-- WHAT IS NEEDED --
Write out the lines from the line containing "Would you be able to pick out the white ear" through the final line of the listing below, exactly, omitting every other line.

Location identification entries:
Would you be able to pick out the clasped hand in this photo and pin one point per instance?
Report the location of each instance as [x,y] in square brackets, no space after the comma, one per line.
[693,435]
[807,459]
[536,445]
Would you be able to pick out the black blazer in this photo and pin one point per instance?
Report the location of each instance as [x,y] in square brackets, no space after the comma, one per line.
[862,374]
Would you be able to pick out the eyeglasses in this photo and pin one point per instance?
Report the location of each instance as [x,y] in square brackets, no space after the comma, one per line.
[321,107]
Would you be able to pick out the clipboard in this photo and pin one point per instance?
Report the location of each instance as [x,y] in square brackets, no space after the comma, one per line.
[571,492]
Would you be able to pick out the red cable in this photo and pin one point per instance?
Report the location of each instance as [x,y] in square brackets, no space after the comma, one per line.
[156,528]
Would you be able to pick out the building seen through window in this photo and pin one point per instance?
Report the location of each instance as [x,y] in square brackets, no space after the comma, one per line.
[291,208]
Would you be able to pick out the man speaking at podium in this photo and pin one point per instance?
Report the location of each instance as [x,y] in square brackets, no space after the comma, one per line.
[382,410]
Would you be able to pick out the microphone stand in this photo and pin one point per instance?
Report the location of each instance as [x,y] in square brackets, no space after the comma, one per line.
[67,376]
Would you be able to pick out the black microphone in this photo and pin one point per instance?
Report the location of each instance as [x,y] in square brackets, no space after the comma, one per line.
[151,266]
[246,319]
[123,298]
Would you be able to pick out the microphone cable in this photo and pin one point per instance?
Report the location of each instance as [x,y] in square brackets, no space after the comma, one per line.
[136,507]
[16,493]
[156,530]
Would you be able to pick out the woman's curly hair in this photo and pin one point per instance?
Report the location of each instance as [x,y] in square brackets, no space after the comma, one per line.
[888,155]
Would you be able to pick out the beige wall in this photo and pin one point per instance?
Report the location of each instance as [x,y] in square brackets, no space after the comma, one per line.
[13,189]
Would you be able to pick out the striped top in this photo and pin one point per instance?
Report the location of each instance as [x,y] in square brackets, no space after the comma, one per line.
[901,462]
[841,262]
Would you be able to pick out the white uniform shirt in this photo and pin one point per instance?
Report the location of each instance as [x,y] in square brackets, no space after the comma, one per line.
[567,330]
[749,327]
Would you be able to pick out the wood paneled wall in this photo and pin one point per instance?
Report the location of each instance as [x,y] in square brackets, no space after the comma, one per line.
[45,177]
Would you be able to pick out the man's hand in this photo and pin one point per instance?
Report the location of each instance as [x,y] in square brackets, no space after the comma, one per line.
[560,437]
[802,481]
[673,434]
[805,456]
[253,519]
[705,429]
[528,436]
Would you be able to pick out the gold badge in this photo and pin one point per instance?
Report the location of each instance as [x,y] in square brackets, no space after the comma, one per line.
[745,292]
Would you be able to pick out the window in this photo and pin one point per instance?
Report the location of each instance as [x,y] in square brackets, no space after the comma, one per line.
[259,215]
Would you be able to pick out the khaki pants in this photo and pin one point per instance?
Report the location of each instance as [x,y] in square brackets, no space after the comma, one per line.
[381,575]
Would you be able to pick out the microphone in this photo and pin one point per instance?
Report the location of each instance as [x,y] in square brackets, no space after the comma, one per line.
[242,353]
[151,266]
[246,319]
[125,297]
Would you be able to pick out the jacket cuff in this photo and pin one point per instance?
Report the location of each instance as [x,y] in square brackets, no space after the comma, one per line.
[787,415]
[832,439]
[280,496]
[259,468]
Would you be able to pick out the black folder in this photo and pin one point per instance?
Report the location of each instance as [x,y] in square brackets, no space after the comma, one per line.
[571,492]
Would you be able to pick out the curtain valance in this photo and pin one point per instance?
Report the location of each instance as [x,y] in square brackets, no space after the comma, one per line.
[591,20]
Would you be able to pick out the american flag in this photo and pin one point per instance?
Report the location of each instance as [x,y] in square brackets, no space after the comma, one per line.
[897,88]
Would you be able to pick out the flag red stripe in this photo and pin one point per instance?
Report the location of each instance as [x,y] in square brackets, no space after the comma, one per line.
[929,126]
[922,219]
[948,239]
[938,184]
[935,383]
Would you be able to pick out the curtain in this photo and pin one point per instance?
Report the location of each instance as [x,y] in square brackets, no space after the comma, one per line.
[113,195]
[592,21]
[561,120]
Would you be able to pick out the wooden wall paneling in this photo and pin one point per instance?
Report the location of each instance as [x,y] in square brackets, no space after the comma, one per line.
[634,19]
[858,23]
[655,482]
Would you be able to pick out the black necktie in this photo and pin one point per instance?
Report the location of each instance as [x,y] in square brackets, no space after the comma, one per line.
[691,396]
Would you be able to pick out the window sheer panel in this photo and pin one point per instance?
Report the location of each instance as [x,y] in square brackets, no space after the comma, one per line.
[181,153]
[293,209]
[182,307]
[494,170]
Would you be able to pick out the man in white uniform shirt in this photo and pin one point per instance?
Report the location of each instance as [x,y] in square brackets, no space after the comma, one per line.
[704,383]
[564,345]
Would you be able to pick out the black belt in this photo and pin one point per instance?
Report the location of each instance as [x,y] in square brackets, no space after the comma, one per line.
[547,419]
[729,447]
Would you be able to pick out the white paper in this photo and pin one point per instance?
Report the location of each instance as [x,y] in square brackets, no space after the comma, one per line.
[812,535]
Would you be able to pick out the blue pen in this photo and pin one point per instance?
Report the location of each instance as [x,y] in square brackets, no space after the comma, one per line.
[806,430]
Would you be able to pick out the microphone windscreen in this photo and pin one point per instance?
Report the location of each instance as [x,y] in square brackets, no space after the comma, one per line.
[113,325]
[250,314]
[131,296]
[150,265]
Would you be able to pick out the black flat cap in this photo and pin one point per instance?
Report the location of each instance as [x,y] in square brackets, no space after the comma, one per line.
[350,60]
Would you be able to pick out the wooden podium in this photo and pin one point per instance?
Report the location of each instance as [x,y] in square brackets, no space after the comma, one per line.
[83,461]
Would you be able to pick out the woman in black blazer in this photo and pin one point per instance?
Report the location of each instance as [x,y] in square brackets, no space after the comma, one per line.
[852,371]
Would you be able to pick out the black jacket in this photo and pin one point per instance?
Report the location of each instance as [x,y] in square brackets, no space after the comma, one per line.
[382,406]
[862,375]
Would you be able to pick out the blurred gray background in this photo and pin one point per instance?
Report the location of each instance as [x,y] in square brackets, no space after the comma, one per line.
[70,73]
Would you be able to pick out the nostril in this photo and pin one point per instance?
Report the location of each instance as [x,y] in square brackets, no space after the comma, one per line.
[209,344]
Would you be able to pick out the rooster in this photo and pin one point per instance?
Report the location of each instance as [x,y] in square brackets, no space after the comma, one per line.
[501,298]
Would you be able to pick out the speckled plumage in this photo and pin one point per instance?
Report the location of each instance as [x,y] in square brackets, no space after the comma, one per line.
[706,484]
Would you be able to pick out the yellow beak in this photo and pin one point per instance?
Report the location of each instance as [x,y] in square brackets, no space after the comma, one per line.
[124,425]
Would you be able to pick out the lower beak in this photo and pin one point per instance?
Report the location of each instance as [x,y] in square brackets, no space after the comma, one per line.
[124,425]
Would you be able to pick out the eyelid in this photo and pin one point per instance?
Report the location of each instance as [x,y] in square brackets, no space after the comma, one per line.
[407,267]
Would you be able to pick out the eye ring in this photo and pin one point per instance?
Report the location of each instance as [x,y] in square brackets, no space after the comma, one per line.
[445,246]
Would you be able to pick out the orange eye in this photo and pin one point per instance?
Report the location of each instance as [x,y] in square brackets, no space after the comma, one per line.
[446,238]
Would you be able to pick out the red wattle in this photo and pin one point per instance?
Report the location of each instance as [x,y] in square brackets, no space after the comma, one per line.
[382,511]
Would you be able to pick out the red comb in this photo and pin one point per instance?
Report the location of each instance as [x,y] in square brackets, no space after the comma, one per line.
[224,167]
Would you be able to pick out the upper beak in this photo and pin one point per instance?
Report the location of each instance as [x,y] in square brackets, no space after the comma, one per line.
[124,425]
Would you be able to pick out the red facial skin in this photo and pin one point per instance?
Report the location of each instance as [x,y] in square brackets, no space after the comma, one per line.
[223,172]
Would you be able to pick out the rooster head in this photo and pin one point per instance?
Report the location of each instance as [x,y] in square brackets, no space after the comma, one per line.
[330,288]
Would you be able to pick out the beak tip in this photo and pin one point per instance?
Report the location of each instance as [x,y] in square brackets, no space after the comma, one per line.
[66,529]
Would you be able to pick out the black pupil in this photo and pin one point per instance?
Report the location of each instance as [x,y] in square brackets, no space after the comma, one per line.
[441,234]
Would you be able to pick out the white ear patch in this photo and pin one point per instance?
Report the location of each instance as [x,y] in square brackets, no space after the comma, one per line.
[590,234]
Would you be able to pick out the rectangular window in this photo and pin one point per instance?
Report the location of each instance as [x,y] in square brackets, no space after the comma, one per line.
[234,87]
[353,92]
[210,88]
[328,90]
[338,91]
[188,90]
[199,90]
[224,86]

-- ANSWER TO THE TASK --
Would you be able to pick out the white ear patch in this photo and pin one point per instance?
Report the location of each instance as [x,y] in square brackets, no space after the comma, one per line.
[590,234]
Would you be able to pick out the rectangular window in this photo and pin one point per instance?
Report the location of each instance as [x,y] in square brackets, no space after the comma, one per line.
[234,87]
[353,92]
[210,88]
[328,90]
[338,91]
[188,90]
[199,90]
[224,86]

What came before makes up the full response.